= Tareas =
#1 Según el relato sobre la Warfarina, ¿a quién estaba destinada en realidad la inyección que la enfermera iba a aplicar?
#2 Retoma el relato sobre la Warfarina y continúalo a partir de su última oración.

Fui operado una tarde, y en cuestión de tres horas ya me habían reintegrado a mi habitación. Los compañeros de cuarto me recibieron con un aplauso.  Nos habíamos hecho amigos, durante el largo tiempo que compartimos juntos, esperando el fin de la huelga que pospuso nuestros tratamientos.

 

Y todo lo anterior, para llegar al punto que me interesa relatar.  Una tarde cualquiera, pocos días después de la operación, cuando todavía “exhibía” un cuello Tudor para proteger mi herida, y estaba sumido en un dulce duermevela, experimenté una extraña sensación de frío en la barriga.  Me desperté, salí de mi modorra, y vi a una enfermera que desinfectaba mi pancita para inyectarme el contenido de una jeringa que tenía en su otra mano, y que se aprestaba ya a aplicar.  Curioso, le pregunté qué era aquello.  “Es su Warfarina, señor Sagot” –me respondió serenamente, y acercó más la aguja a mi vientre–.  “¿Qué me ha dicho usted?” –pregunté, incrédulo–.  “Su Warfarina, don Jacques, su Warfarina” –me respondió con toda naturalidad–.  “¡Pero eso es un anticoagulante!” –reaccioné, alejando su mano de mi cuerpo–.  La muchacha palideció, miró la jeringa, y me dijo: “¡Cielo santo, tiene usted razón!”.  “Esto es lo último que habría que administrarme: yo soy hemofílico” –añadí, asustado–.  “Tiene usted toda la razón.  Esta Warfarina es para el señor del otro cuarto, que padece de flebitis”.  “Pues entonces, amiga, corra a ver si, en esta confusión, no le inyectaron a él el factor coagulante que yo necesito, pues eso podría matarlo”.  La muchacha salió a verificar que el error simétrico no hubiese tenido ya lugar.  Afortunadamente, al paciente no se le había aplicado aún el medicamento que me correspondía a mí.  La enfermera estaba lívida, deshecha de nervios, no sabía ni por dónde comenzar a pedirme disculpas.  En realidad, fue un milagro que la sensación de frío en mi vientre me hubiera despertado.  Estuve a segundos de mi muerte.  La Warfarina habría anulado el efecto de los factores coagulantes, y detonado una hemorragia masiva en toda el área del cuello.

= Datos proporcionados =
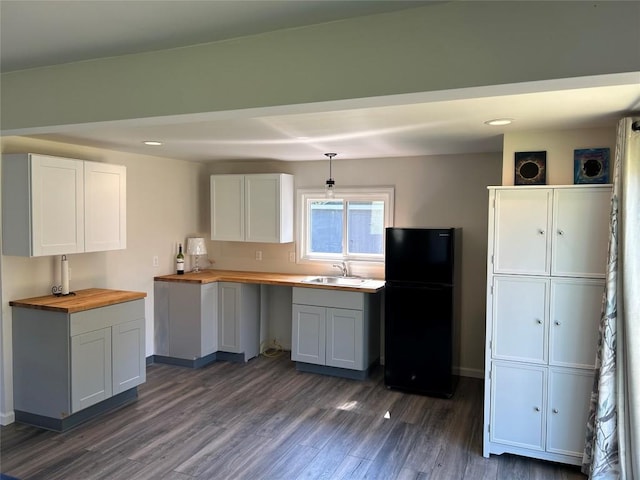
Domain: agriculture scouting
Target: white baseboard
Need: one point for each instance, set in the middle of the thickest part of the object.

= Respuestas =
#1 Al señor del otro cuarto, que padecía de flebitis.

#2
“Es que estaba apurada, porque a las cuatro salía el bus para Tarbaca, que es donde yo vivo, y si me dejaba tenía que pagarme un taxi hasta allá” –me dijo la enfermera, con tono de profunda contrición–.  “Pues sí, lo comprendo, amiga, pero ese bus de Tarbaca no valía la vida de dos personas…  Fue un descuido potencialmente mortal.  De nuevo, gracias a Dios que el algodón frío en mi vientre me despertó, de lo contrario estaríamos en serios problemas” –le respondí, sin la menor severidad–.  La muchacha se deshizo en disculpas, y me rogó con lágrimas en los ojos que no reportara el incidente ante sus superiores jerárquicos.  Le aseguré que no diría una palabra, pero insistí en la necesidad de tener una actitud de lince, atento a la menor presa, en el momento de administrar un medicamento.  Bueno, y ahí terminó todo.  Es sorprendente, lo cerca que puede estar uno de la muerte en un hospital, donde se atienden a tantos pacientes con padecimientos tan diversos.  Me alivió saber que a mi compañero anticoagulado no le hubiesen aplicado el factor IX.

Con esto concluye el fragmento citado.